# [DIRECTIONS FOR THIS TASK]
Only the lines of the data holding the string "food" need to be returned.

INPUT DATA section start

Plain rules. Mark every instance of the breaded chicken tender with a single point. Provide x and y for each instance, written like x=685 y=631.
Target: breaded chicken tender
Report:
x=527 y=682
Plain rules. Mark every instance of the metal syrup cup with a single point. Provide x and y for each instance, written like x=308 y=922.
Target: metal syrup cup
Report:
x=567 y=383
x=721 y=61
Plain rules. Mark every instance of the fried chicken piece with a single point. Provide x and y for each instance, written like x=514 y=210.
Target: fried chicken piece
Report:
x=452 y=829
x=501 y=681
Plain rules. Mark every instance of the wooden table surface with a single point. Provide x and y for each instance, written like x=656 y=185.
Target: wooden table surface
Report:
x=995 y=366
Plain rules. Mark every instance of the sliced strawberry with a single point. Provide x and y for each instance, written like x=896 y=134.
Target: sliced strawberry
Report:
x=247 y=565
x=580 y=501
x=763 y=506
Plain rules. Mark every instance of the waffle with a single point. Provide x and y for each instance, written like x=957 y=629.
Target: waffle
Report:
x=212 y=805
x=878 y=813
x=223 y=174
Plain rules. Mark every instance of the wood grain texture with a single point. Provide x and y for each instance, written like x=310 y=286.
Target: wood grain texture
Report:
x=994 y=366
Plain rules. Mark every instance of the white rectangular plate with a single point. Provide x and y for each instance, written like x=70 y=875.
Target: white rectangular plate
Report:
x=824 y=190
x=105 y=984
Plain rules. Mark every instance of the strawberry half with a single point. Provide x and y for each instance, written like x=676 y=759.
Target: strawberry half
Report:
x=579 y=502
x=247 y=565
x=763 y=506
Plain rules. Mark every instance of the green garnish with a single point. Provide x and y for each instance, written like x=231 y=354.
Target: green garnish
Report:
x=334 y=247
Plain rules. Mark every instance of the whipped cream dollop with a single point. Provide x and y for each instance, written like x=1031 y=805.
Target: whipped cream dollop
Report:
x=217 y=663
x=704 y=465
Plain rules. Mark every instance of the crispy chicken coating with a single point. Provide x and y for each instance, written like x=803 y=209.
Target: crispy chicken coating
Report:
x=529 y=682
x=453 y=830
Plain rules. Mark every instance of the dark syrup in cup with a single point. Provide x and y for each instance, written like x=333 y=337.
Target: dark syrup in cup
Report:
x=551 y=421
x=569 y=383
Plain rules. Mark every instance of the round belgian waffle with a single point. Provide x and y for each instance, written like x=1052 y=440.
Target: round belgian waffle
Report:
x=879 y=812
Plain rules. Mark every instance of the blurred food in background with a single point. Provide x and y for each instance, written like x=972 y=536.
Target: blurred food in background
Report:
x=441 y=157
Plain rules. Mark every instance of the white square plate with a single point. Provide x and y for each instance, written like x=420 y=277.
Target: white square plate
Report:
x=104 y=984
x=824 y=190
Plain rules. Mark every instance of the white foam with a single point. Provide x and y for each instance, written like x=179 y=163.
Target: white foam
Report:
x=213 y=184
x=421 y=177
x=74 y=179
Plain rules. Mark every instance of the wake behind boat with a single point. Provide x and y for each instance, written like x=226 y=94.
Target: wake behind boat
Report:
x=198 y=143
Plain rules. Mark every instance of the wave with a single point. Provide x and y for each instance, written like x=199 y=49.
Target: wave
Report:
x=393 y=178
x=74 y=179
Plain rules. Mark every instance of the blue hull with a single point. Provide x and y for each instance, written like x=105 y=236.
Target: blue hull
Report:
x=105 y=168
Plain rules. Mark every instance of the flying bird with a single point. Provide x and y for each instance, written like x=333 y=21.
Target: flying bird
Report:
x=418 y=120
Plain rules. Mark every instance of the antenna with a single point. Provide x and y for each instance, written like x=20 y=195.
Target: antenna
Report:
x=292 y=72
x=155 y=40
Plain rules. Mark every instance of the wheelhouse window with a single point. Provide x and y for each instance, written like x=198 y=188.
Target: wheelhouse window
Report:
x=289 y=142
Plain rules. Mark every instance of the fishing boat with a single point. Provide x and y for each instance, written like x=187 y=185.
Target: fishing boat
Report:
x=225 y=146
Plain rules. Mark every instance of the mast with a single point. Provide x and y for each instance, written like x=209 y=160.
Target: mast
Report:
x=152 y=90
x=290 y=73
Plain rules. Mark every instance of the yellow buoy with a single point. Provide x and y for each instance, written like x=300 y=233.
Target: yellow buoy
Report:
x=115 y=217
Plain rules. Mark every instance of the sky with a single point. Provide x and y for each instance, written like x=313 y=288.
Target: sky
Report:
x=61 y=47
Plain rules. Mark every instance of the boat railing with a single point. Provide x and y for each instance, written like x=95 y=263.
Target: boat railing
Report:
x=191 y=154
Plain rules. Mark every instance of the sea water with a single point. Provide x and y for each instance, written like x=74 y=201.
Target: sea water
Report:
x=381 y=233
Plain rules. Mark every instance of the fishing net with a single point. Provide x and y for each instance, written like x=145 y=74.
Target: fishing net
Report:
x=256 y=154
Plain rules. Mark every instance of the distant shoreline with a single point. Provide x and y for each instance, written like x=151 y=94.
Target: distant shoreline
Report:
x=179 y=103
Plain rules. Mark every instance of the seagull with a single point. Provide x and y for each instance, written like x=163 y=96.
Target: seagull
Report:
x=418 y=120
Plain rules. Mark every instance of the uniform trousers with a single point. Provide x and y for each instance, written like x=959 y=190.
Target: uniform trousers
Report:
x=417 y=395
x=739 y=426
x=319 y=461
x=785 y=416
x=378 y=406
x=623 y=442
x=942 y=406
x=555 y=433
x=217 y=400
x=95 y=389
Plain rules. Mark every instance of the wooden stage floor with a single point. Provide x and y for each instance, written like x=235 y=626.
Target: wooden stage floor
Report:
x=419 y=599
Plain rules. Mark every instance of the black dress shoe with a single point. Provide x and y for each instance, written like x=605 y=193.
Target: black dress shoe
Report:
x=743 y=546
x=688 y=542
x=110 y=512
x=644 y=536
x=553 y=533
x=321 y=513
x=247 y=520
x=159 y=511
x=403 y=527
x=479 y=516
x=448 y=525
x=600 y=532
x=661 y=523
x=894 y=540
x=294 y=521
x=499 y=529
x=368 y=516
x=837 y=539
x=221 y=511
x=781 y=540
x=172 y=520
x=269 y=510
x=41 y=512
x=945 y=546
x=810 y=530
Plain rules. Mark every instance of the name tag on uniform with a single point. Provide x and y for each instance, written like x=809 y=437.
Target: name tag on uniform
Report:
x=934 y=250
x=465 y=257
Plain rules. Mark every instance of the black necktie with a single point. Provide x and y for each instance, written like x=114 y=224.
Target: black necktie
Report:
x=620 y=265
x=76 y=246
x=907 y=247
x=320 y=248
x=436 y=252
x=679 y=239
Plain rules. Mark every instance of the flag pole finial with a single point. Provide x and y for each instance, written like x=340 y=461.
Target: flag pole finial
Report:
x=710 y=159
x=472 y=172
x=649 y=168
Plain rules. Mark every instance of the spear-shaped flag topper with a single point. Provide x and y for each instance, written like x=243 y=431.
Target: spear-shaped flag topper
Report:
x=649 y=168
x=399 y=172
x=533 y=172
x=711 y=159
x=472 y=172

INPUT DATA section end

# [SOLUTION TO THIS PROBLEM]
Plain rules. Mark every instance of the blurred food in background with a single point. Provide x and y for each instance, written like x=972 y=536.
Target: blurred food in background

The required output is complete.